WORK TO BE COMPLETED: Write out these lines with no changes, beginning at the line that contains "You are given this image. The query is: truck tire" and going on through the line that contains "[80,49,219,192]", including both of those lines and nothing else.

>> Start SUPPLIED DATA

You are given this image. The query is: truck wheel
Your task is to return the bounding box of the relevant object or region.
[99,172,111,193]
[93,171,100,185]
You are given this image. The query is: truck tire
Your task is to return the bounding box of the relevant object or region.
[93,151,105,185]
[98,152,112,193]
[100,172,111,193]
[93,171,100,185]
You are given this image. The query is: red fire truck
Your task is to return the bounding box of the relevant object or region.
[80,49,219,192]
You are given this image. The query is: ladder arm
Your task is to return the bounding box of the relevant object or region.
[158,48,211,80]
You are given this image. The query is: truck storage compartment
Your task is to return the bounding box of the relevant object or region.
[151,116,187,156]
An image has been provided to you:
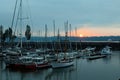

>> End SUPPLIED DATA

TASK RESPONSE:
You are given this image. The query is: truck tire
Your task is to return the bounding box of the relevant object or region.
[93,151,105,185]
[98,152,112,193]
[100,172,111,193]
[93,171,100,185]
You are given this image. The query is: red fire truck
Your task is to return the bounding box of the relevant object or region.
[80,49,219,192]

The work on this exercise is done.